Given task → What follows is a listing to be transcribed exactly.

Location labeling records
********************

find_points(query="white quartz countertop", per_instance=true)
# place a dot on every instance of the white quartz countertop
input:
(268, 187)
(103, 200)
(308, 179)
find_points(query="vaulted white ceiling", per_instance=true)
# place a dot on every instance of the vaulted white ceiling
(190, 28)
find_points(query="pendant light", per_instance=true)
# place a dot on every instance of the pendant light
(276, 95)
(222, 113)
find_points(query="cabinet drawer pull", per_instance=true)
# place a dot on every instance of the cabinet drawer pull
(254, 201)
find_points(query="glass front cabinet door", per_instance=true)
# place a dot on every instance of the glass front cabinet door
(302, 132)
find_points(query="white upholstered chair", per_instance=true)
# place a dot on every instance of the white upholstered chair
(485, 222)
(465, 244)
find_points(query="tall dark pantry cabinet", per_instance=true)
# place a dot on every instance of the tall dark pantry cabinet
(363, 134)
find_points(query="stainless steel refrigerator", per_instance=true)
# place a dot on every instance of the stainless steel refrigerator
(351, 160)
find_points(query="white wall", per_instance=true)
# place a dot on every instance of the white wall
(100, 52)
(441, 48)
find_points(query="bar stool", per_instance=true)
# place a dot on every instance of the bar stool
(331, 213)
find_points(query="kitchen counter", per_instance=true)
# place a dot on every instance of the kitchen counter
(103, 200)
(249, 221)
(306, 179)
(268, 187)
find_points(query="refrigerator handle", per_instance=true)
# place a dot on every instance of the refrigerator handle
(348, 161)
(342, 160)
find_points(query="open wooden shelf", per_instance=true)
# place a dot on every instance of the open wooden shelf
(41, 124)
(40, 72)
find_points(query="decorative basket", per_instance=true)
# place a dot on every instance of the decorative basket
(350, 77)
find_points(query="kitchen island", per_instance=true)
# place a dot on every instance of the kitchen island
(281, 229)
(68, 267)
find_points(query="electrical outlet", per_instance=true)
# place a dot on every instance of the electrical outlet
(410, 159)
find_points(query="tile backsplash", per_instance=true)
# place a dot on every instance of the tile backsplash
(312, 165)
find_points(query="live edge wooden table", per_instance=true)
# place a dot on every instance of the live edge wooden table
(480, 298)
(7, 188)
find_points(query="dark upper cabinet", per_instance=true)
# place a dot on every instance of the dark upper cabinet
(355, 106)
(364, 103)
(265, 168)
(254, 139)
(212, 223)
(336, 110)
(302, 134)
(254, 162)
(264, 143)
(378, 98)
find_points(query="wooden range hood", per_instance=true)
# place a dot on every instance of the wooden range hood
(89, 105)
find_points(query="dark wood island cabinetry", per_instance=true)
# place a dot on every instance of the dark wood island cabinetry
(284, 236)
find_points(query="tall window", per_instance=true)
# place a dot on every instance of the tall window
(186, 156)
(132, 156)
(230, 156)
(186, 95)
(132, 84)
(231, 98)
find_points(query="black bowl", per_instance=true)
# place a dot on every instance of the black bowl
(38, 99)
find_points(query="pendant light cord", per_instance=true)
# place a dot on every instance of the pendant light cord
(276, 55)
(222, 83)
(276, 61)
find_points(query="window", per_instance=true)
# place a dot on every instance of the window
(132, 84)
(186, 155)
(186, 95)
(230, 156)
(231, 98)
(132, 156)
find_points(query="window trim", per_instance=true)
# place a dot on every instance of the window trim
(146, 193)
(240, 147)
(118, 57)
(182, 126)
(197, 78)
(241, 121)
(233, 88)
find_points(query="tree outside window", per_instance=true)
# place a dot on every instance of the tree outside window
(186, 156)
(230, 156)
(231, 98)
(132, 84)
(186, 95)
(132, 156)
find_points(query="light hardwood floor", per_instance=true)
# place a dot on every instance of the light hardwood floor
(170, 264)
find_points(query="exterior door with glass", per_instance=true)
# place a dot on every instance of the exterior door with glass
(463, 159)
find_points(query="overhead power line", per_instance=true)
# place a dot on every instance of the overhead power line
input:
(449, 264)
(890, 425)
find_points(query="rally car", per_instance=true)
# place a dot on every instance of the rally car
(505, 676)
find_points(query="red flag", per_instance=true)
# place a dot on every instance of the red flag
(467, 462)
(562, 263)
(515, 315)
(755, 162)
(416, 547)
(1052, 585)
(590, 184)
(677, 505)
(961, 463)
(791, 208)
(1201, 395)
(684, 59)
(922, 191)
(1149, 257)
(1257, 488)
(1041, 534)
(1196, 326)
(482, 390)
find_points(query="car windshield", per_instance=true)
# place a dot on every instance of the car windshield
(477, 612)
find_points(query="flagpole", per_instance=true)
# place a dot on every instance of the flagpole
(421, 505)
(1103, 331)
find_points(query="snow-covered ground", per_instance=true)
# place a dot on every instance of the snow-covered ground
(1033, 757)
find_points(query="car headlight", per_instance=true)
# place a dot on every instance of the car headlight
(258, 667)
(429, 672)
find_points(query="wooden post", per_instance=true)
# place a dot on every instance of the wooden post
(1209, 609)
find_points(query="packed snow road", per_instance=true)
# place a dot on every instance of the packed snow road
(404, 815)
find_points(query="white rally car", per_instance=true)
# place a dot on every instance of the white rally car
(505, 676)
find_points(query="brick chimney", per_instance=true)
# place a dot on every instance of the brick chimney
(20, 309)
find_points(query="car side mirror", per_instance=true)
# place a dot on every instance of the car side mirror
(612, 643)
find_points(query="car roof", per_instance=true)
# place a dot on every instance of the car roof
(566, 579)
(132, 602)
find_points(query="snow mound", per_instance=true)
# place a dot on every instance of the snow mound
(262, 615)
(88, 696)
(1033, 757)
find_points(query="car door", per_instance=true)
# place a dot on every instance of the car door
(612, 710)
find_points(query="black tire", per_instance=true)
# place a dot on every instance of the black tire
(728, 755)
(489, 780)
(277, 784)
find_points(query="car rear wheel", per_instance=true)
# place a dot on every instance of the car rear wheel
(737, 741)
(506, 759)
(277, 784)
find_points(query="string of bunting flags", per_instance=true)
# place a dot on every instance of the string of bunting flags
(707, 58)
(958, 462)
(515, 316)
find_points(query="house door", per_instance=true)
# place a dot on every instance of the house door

********************

Response →
find_points(query="white quartz countertop", per_instance=true)
# place a dot on every instance of the white quartz countertop
input:
(268, 187)
(103, 200)
(308, 179)
find_points(query="vaulted white ceiling", per_instance=true)
# place a dot on every instance of the vaulted white ceiling
(190, 28)
find_points(query="pendant light", per_instance=true)
# place a dot on every instance of the pendant light
(276, 95)
(222, 113)
find_points(query="cabinet drawer pull", per_instance=true)
# place a dot on every instance of the cabinet drawer pull
(254, 201)
find_points(query="glass front cabinet door", per_instance=true)
# place a dot on every instance of the glass front cabinet door
(302, 132)
find_points(query="white upholstered chair", per_instance=true)
# place a dot on every instance of the white upholstered chair
(485, 222)
(465, 244)
find_points(query="tall dark pantry cabinet", per_instance=true)
# place a dot on every instance of the tall dark pantry cabinet
(363, 134)
find_points(query="stainless steel refrigerator", per_instance=true)
# place a dot on every instance of the stainless steel refrigerator
(351, 160)
find_points(query="white wall", per_instance=true)
# place a dot on every instance of the white wall
(100, 52)
(441, 48)
find_points(query="bar stool", per_instance=true)
# place a dot on every instance of the bar stool
(331, 213)
find_points(query="kitchen counter", per_instance=true)
# place a dot on every instance of the kitchen counter
(103, 200)
(249, 221)
(306, 179)
(268, 187)
find_points(query="refrigerator handle", per_instance=true)
# place a dot on every instance of the refrigerator handle
(348, 161)
(342, 160)
find_points(query="open wooden shelf", per_instance=true)
# place a dot on every instance of the open wooden shelf
(41, 124)
(40, 72)
find_points(query="decorative basket", per_instance=true)
# place a dot on every instance of the decorative basket
(350, 77)
find_points(query="kitchen island", per_instance=true)
# place a dot on every instance of the kitchen island
(281, 229)
(68, 267)
find_points(query="electrical outlet", per_instance=true)
# place a dot on every instance of the electrical outlet
(410, 159)
find_points(query="tile backsplash", per_instance=true)
# place a dot on every instance of the tile backsplash
(312, 165)
find_points(query="live edge wooden table", per_instance=true)
# place a dot on every instance of the live edge wooden table
(480, 298)
(7, 188)
find_points(query="dark upper cabinet", per_instance=true)
# place a dot on every instance of the dark upper cabinet
(355, 106)
(364, 103)
(265, 168)
(254, 139)
(212, 223)
(336, 110)
(302, 134)
(254, 162)
(264, 143)
(378, 98)
find_points(query="wooden range hood", per_instance=true)
# place a dot on every instance of the wooden range hood
(89, 105)
find_points(query="dark wood island cabinetry", per_instance=true)
# place a dot on every instance of the dark wood island cabinetry
(284, 236)
find_points(query="tall window", per_instance=true)
# place a dot on every instance of the tall window
(186, 156)
(132, 156)
(230, 156)
(186, 95)
(132, 84)
(231, 98)
find_points(query="black bowl", per_instance=true)
# place a dot on every instance of the black bowl
(38, 99)
find_points(query="pendant light cord", per_instance=true)
# place a dot on every instance of the pendant light cord
(276, 55)
(222, 83)
(276, 61)
find_points(query="window", per_instance=true)
# place a dot on every instance of the window
(132, 84)
(186, 155)
(186, 95)
(230, 156)
(231, 98)
(132, 156)
find_points(query="window trim", per_instance=true)
# place a dot on every instance of the window trim
(146, 193)
(240, 147)
(118, 57)
(182, 126)
(197, 78)
(241, 121)
(233, 88)
find_points(query="tree outside window", per_instance=true)
# place a dot on every instance of the tree outside window
(186, 156)
(230, 156)
(231, 98)
(132, 84)
(186, 95)
(132, 156)
find_points(query="light hardwood floor", per_instance=true)
# place a dot on every instance of the light hardwood floor
(170, 264)
find_points(query="exterior door with glass", per_instance=true)
# place a dot on every instance of the exterior door with glass
(463, 159)
find_points(query="overhead power line", per_instance=true)
# place a dot on every instance of the overhead power line
input:
(449, 264)
(890, 425)
find_points(query="rally car", per_instance=true)
# place a dot on every instance of the rally car
(505, 676)
find_points(query="red flag", per_instance=true)
# place a dot on every instance of the red flag
(467, 462)
(562, 263)
(515, 315)
(755, 162)
(416, 547)
(1052, 585)
(590, 184)
(677, 505)
(961, 463)
(791, 208)
(1201, 395)
(684, 59)
(922, 191)
(1149, 257)
(1257, 488)
(1041, 534)
(1196, 326)
(482, 390)
find_points(query="car windshield", per_instance=true)
# place a dot on every instance of the car windshield
(477, 612)
find_points(query="flagpole", per_instance=true)
# place a dot on every instance of the flagpole
(421, 505)
(1103, 331)
find_points(query="snow-covered ground", per_instance=true)
# place a dot on every instance of the snow-covered ground
(1033, 757)
find_points(query="car headlight", per_instance=true)
# place a dot on every instance of the car headlight
(258, 667)
(429, 672)
find_points(query="wooden post", per_instance=true)
# place a dot on every instance of the wooden post
(1209, 609)
find_points(query="packed snow road", per_instance=true)
# place a dot on every instance of the packed snow road
(404, 815)
find_points(query="white rally car", per_instance=true)
# place a dot on every instance of the white rally car
(505, 676)
find_points(query="brick chimney", per_instance=true)
# place a dot on every instance of the brick chimney
(20, 309)
find_points(query="car side mirror", per_instance=true)
# place a dot on every instance of the car side mirror
(612, 643)
find_points(query="car roof", per_instance=true)
# place a dot on every instance of the car roof
(566, 579)
(132, 602)
find_points(query="snow mound", per_instance=true)
# place a dot on every instance of the snow mound
(262, 615)
(88, 696)
(1033, 757)
find_points(query="car door", per_instance=true)
# place a dot on every instance of the car door
(612, 710)
find_points(query="black tire", per_instance=true)
# place a dot on every instance of the black tire
(728, 755)
(489, 780)
(277, 784)
find_points(query="car rear wheel", per_instance=true)
# place a dot on every instance of the car rear wheel
(737, 741)
(506, 759)
(277, 784)
find_points(query="string of bunting flags", per_instance=true)
# place a dot on every instance of the string of bunting flags
(707, 58)
(958, 462)
(515, 316)
find_points(query="house door", per_instance=true)
# place a dot on every instance of the house door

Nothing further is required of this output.